Go through the records and transcribe them exactly, passing over any picture.

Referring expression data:
********************
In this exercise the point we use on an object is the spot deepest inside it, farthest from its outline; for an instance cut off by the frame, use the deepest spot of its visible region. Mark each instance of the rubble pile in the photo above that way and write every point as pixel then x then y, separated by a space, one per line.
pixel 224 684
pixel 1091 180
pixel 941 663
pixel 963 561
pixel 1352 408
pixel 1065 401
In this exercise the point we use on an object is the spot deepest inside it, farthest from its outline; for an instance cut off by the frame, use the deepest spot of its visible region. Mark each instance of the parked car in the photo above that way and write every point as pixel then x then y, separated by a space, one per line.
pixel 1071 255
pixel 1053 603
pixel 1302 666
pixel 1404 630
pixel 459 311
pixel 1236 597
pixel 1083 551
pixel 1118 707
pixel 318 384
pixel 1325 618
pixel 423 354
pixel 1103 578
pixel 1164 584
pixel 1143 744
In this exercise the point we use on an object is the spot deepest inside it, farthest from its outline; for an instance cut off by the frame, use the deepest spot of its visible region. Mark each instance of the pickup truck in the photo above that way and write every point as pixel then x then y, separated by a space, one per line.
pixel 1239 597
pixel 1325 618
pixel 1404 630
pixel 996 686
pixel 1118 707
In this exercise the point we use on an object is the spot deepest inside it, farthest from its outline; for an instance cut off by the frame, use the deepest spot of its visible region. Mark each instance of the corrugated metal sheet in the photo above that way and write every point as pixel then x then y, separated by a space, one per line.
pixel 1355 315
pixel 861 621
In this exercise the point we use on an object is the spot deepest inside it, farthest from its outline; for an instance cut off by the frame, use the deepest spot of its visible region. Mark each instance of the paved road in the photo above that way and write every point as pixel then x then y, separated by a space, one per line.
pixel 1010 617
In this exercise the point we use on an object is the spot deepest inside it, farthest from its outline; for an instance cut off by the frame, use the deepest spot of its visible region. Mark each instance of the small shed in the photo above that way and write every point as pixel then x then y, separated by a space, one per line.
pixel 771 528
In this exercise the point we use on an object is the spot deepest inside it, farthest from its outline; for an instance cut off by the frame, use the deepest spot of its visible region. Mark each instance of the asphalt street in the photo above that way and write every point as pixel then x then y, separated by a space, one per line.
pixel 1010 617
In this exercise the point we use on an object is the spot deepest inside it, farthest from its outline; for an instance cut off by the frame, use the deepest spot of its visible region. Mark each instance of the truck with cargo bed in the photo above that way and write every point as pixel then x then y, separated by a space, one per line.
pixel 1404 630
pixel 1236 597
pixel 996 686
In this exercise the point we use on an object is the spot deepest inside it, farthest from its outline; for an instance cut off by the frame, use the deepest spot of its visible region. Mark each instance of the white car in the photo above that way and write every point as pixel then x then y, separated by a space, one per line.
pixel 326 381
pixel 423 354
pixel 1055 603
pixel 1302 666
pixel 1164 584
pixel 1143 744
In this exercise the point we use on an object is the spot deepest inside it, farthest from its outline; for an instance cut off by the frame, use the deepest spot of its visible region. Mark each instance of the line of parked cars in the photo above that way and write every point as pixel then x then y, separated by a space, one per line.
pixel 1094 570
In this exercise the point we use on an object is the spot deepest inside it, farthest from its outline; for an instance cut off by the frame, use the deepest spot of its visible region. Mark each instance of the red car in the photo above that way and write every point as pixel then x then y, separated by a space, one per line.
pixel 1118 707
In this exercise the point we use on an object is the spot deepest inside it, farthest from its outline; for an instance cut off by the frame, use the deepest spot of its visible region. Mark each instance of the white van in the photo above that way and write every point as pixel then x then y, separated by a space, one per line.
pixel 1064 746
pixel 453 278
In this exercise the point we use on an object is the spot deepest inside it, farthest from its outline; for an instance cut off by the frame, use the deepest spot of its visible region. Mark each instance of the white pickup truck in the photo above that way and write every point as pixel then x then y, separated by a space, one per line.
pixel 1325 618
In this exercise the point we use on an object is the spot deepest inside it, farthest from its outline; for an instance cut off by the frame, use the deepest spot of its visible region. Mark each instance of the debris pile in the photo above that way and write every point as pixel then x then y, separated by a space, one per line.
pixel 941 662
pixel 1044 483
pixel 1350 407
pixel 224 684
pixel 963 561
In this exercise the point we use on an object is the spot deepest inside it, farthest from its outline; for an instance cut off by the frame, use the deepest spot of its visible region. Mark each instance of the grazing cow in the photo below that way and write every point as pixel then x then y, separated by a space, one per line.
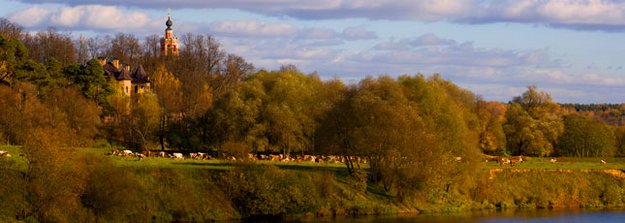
********************
*Expected answer:*
In this exercise the point we use on an object is the spot deepest inside it, farthest from its outline; for an instance cut off by the frame, use the deepest spot of its visible region. Mark each instance of the rubble pile in the photo above that way and write every point as pixel then x then y, separated by a space, one per line.
pixel 224 684
pixel 1091 180
pixel 941 663
pixel 963 561
pixel 1352 408
pixel 1065 401
In this exercise the point we use on an object is the spot deepest inside it, farthest from its outline; for an instance cut off by the frame, use the deepest spot of its visible region. Mark each instance of the parked car in the photo above that way and write every point as pixel then x then y, separated by a space, one per line.
pixel 1071 255
pixel 1053 603
pixel 1302 666
pixel 1404 630
pixel 459 311
pixel 1236 597
pixel 1083 551
pixel 1118 707
pixel 318 384
pixel 1325 618
pixel 423 354
pixel 1103 578
pixel 1164 584
pixel 1143 744
In this exercise the point we use on an object is the spot deepest inside it, farthest from its outline; for an instance cut off by the frame, use the deepest spot of its visible region. Mark each instance of the pickup truck in the photo above that way and write every point as pixel then x then y, separated by a space, one per line.
pixel 1239 597
pixel 1325 618
pixel 1404 630
pixel 996 686
pixel 1118 707
In this exercise the point we use on an object is the spot deepest inside it, farthest from its outline; for an instance cut off by the frame, use the deepest spot of its visible region. Mark each instance of the corrugated metal sheet in the photo above that way and write every point as pixel then x then y, separated by a space, one per line.
pixel 1355 315
pixel 861 621
In this exercise the point we use on an object is the spot deepest inside it, farthest from its outline; for an instance cut off by the frame, use the deepest spot of its visible region. Mark each instance of the paved road in the photo above that way and write every point as pixel then x then y, separated by a space, one per line.
pixel 1010 617
In this exercise the point we use on an object is the spot deepest inside it, farthest from its outline; for an instance cut off by the frame, use the deepest spot of its visible region. Mark each instance of the small shed in the photo above that way and write every point as pixel then x then y, separated by a space, one per line.
pixel 771 528
In this exercise the point we use on an object is the spot deepest inside it, farthest from its outline; for an instance cut off by the frame, use the deepest spot of its visible region. Mark each instance of the asphalt street in the photo above that way and write every point as pixel then x then y, separated by a space, one per line.
pixel 1010 617
In this exercise the point we use on an object is the spot deepest inside it, farthest from its outline; for an instance cut off by the frame, use the deepest spot of its visible region. Mark each instance of the truck with cargo bed in the photo above that way and write every point as pixel then x then y, separated by a space, one per line.
pixel 1404 630
pixel 1236 597
pixel 996 686
In this exercise the point we use on an object is the spot deepest inside it, farthest from its outline; for an instance cut off by the frame, use the deepest spot of its visible region. Mark each instance of the white car in the photo above that way and write every point as pixel then x then y, separated by a space, one per line.
pixel 326 381
pixel 423 354
pixel 1055 603
pixel 1302 666
pixel 1164 584
pixel 1143 744
In this exercise the point we use on an object is the spot deepest inside it, farthest from its outline; for an instance cut off by the frame, use the deepest spot of its visible region. Mark each instance of the line of parked cars in the photo above that way and write every point as pixel then x then y, separated by a space, one per line.
pixel 1094 570
In this exercise the point we use on an object is the spot deepest inside it, farthest from its outline; for an instance cut off by the frame, use the deepest spot of its visible region. Mark each instance of the red car in the photo above that way and write every point as pixel then x then y, separated by a space, one per line.
pixel 1118 707
In this exercise the point we use on an object is the spot deepest inside it, farthest from its outline; for an instance cut off by the frame, use the deepest spot of its visible region. Mark each instance of the white van in the photo above that way and write every point as pixel then x then y, separated by a space, one per line.
pixel 1064 746
pixel 453 278
In this exercise the point we use on an object is the spot deepest inside it, farthest from its outline; for an instance cut off by the frame, use the deepest spot of its visible region. Mark each instance of the white pickup truck in the photo above that way and write every point as pixel then x then y, separated by a space, one per line.
pixel 1325 618
In this exercise the point we use on an object is the spot deepest inside it, farthest from its outline; for an instance cut off by the frame, use the deepest spot of its visible region. Mark each instance of the debris pile in the photo above that way and write every point as pixel then x then y, separated by a space, one per line.
pixel 941 662
pixel 1044 483
pixel 1350 407
pixel 224 684
pixel 963 561
In this exercise the point we use on an object is the spot deepest inside it, farthest from its outline; for an instance cut off by the frame, use the deepest spot of its visible region. Mark each instance of the grazing cow in the photo below that way and write every point as pixel then x then y, separated by a space, one per line.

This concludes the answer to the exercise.